◆ ASSIGNMENT A: According to the endocannabinoid page, what has anandamide been called?
◆ ASSIGNMENT B: From the endocannabinoid page, retype everything from "It is not entirely" down to "Arachidonoylethanolamine and 2-arachidonoylglycerol.".
◆ ASSIGNMENT C: List every term that appears inside parentheses on the endocannabinoid page.

◆ PAGE EXCERPT:
↓
More Than Meets the Eye!
It is not entirely fair that CB1 receptors and CB2 receptors get all the credit for the healing properties within our endocannabinoid system. While it is true that the CB1 receptors and CB2 receptors are critical elements of the Endocannabinoid System, they do not comprise the full picture.
The signal that tells your body that there is a problem begins with two signaling molecules, Arachidonoylethanolamine and 2-arachidonoylglycerol.
What are the two signaling molecules?
- Arachidonoylethanolamine (AEA or anandamide)
Anandamide is a neurotransmitter that binds to cannabinoid receptors in the brain and body, stimulating a sense of happiness and mental wellness. Anandamide is a little-known brain chemical that’s been called the “bliss molecule” for the role it plays in producing feelings of happiness.
- 2-arachidonoylglycerol (2-AG)
↑
◆ RECORDS PROVIDED:
↓
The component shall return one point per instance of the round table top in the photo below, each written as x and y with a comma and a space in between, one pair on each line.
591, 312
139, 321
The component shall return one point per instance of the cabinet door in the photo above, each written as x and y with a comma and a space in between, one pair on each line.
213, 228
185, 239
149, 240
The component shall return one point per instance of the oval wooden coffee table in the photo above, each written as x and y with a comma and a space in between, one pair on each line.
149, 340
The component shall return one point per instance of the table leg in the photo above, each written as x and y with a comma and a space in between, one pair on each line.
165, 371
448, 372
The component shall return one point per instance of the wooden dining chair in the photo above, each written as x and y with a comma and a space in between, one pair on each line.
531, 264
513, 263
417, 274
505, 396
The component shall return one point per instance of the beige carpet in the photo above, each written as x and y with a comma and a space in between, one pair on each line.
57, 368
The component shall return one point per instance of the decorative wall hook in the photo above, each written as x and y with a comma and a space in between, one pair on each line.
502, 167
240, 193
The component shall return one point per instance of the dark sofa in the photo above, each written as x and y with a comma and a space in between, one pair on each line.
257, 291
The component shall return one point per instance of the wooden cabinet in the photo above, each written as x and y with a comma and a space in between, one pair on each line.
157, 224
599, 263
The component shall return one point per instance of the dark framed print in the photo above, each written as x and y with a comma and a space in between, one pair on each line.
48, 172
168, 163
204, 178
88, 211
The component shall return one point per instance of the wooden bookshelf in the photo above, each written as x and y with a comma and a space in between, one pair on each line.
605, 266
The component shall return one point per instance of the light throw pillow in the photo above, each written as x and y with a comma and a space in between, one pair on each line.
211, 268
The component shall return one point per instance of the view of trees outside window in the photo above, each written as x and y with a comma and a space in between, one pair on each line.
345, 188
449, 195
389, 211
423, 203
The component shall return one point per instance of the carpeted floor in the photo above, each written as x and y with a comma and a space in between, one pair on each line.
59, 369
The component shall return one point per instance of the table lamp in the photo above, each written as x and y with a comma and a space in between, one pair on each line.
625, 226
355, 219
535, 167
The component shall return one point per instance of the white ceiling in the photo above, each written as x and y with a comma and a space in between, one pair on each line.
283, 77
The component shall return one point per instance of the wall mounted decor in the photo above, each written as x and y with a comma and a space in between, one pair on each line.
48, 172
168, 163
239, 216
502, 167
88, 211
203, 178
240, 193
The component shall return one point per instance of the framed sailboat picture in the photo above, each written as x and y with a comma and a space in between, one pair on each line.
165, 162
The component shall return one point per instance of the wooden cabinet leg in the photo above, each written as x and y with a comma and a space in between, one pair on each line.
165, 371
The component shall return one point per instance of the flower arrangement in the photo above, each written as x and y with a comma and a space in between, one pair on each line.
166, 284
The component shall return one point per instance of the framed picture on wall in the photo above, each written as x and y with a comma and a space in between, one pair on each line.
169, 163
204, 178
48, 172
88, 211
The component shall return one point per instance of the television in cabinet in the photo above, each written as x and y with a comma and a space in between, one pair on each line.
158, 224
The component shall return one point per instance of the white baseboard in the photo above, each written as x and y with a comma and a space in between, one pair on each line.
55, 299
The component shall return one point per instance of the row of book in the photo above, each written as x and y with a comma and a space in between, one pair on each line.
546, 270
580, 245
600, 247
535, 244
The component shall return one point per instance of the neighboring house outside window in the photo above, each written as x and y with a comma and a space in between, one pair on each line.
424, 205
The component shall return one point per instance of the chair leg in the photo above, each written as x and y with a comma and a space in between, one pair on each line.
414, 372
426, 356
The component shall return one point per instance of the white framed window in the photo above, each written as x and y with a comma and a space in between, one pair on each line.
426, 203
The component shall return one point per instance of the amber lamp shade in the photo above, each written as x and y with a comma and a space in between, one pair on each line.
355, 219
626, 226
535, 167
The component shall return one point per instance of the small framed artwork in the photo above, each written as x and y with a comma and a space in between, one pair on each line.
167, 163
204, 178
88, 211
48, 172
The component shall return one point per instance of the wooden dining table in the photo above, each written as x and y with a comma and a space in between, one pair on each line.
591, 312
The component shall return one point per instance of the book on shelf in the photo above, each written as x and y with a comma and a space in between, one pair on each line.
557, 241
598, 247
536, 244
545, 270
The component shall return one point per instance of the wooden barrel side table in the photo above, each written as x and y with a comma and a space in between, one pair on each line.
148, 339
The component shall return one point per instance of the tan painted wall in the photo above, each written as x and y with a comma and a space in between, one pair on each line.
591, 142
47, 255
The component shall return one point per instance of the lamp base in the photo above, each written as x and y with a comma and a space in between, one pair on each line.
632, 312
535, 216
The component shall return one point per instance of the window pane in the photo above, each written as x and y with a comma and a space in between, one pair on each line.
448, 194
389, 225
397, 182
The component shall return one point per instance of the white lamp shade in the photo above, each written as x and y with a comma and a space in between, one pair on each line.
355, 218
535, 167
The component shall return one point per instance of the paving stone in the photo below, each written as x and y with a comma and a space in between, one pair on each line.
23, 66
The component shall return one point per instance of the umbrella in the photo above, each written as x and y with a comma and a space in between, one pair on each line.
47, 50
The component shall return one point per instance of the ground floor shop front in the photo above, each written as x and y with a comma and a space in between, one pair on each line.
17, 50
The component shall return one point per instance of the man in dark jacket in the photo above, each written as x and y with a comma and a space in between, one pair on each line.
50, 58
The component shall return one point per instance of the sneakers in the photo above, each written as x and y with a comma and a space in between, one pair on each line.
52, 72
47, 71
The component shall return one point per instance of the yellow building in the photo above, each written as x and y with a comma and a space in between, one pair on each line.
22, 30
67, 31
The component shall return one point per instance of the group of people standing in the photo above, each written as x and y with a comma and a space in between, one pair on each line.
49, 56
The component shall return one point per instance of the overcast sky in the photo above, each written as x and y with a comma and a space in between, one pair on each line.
↑
◆ TASK OUTPUT A: Anandamide has been called the “bliss molecule.”

◆ TASK OUTPUT B:
It is not entirely fair that CB1 receptors and CB2 receptors get all the credit for the healing properties within our endocannabinoid system. While it is true that the CB1 receptors and CB2 receptors are critical elements of the Endocannabinoid System, they do not comprise the full picture.
The signal that tells your body that there is a problem begins with two signaling molecules, Arachidonoylethanolamine and 2-arachidonoylglycerol.

◆ TASK OUTPUT C: AEA, anandamide, 2-AG